*Tasks and exercises*
A. How many lines long is the second message listed in the discussion digest?
B. Please copy the discussion digest word for word, from "(2) Date: Tue, 21" up to and including "On Technology (3/63)".

*Page*
-----

4.0401 On Technology (3/109)
Elaine Brennan & Allen Renear (EDITORS@BROWNVM.BITNET)
Tue, 21 Aug 90 18:01:15 EDT
Humanist Discussion Group, Vol. 4, No. 0401. Tuesday, 21 Aug 1990.
(1) Date: Mon, 20 Aug 90 20:49 CST (20 lines)
From: Judy Boss <ENG003@UNOMA1>
Subject: Technology, etc.
(2) Date: Tue, 21 Aug 90 10:08 EDT (51 lines)
From: S. Richmond <S_RICHMOND@UTOROISE>
Subject: Technology
(3) Date: Tue, 21 Aug 90 11:28 PDT (38 lines)
From: KESSLER <IME9JFK@UCLAMVS.BITNET>
Subject: Re: 4.0394 On Technology (3/63)
(1) --------------------------------------------------------------------
Date: Mon, 20 Aug 90 20:49 CST
From: <ENG003@UNOMA1>
Subject: Technology, etc.
While I think you're oversimplifying, Skip, I agree with you that
machines are not sinister in themselves; however, the human use of and
dependence upon them does have some sinister elements, I believe.

-----

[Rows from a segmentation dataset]
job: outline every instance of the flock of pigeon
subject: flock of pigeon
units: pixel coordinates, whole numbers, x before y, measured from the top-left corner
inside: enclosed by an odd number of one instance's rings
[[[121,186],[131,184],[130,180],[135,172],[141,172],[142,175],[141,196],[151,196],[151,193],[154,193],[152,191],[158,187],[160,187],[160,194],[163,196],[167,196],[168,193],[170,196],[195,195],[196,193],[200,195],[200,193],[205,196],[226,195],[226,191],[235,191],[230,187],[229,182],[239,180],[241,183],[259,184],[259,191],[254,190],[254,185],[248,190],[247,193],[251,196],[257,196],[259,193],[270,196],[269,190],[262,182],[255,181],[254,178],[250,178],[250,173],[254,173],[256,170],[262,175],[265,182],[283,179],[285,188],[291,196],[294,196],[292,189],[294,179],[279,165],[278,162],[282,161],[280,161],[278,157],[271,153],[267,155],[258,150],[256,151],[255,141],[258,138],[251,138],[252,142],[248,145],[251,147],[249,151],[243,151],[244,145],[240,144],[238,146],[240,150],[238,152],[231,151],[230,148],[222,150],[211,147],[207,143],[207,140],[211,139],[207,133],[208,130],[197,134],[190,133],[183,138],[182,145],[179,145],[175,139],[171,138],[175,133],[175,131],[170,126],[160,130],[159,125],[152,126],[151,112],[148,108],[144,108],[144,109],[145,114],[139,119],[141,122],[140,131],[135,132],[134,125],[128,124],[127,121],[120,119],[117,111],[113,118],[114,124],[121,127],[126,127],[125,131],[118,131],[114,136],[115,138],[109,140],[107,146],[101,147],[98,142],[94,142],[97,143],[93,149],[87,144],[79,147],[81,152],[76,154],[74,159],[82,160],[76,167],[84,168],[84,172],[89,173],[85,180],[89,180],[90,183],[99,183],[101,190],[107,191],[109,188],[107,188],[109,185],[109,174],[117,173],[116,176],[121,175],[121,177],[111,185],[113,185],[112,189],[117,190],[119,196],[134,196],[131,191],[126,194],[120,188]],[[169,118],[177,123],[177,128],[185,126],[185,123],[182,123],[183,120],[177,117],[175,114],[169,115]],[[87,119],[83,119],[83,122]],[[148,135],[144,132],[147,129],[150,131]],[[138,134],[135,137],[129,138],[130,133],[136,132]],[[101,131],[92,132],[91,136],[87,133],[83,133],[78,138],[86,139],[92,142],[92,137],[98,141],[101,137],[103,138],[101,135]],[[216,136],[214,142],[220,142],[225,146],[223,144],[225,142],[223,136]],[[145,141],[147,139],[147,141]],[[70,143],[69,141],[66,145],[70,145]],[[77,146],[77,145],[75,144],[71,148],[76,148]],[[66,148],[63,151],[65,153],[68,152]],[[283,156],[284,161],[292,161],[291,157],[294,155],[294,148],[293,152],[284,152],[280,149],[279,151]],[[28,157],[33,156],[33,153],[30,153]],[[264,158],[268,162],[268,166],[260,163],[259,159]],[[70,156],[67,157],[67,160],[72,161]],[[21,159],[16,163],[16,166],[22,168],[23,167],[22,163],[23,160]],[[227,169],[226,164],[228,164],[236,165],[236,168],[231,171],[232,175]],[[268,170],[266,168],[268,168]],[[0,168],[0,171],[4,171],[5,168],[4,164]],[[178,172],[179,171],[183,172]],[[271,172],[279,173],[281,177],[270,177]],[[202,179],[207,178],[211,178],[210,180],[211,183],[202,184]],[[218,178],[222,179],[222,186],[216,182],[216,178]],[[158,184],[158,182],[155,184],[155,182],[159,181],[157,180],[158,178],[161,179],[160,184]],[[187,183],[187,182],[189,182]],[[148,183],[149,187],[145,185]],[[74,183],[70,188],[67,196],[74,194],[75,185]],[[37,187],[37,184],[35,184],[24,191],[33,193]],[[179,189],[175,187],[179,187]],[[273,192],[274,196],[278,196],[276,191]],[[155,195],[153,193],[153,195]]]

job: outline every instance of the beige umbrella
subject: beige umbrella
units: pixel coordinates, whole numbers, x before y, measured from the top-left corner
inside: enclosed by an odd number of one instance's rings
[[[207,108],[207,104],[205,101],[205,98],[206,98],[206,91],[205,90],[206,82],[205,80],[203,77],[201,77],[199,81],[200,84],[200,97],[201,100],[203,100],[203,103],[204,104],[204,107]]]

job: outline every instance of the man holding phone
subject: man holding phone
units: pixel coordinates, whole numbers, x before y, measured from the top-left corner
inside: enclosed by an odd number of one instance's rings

-----

*Answers provided*
A. 51 lines

B.
(2) Date: Tue, 21 Aug 90 10:08 EDT (51 lines)
From: S. Richmond <S_RICHMOND@UTOROISE>
Subject: Technology
(3) Date: Tue, 21 Aug 90 11:28 PDT (38 lines)
From: KESSLER <IME9JFK@UCLAMVS.BITNET>
Subject: Re: 4.0394 On Technology (3/63)